### EXERCISE BRIEF
Copy out the records word for word, starting at the line that contains "Target: skier's chin" and ending at the last line of the records.

= = = = =

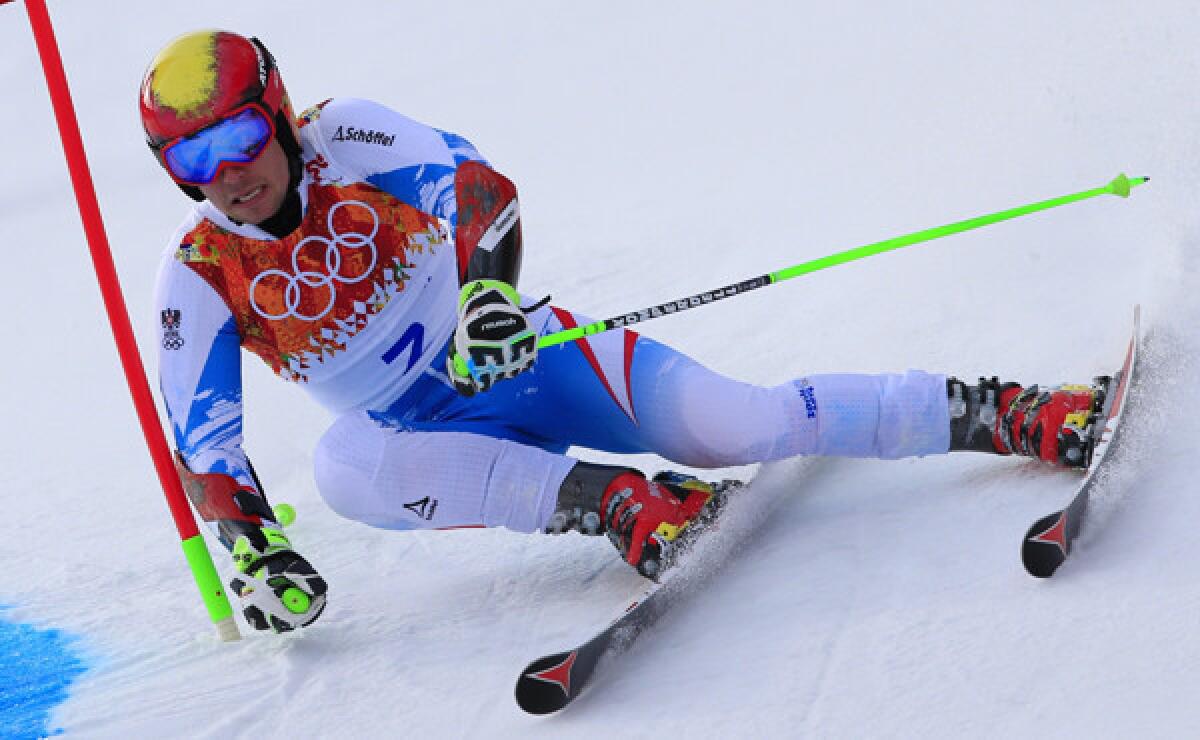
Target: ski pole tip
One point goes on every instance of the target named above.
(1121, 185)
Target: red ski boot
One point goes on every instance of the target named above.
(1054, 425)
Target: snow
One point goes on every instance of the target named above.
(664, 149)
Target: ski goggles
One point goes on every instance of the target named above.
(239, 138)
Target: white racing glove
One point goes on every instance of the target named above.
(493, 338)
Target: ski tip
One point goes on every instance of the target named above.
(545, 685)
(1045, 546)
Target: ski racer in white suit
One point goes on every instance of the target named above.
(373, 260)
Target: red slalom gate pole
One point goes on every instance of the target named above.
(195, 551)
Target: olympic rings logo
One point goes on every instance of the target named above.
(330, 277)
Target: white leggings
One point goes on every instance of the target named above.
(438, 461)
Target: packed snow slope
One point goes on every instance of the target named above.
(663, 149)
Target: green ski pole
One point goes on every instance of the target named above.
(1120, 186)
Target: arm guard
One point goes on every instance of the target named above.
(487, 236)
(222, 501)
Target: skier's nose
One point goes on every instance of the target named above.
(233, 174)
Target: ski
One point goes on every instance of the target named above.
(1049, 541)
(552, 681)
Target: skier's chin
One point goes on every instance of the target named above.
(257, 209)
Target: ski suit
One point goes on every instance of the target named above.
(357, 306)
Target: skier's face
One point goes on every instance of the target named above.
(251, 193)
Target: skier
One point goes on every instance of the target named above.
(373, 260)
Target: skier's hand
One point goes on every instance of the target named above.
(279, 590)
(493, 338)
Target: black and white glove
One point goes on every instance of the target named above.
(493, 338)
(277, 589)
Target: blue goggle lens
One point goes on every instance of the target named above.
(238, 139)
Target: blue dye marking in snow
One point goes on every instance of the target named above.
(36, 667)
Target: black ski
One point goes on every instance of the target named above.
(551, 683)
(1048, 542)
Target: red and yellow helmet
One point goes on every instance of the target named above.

= = = = =

### THE RESPONSE
Target: skier's chin
One point goes on every instance of the target named above.
(257, 209)
Target: ski suit
One point goes on every instance of the target named above.
(357, 306)
Target: skier's face
One point goes on every instance of the target named above.
(251, 193)
Target: skier
One point goes on every instance of the target named above.
(373, 260)
Target: skier's hand
One point goes on every instance of the target named above.
(279, 590)
(493, 338)
Target: black and white glove
One point goes on every instance of the target named above.
(493, 338)
(277, 589)
Target: blue goggle lens
One point goes on every instance of the target named above.
(238, 139)
Target: blue dye marking in snow
One point goes on every instance of the target named above.
(36, 667)
Target: black ski
One point goes on every instance of the target named above.
(551, 683)
(1048, 542)
Target: red and yellow helmet
One point goes on every instance of the target named above.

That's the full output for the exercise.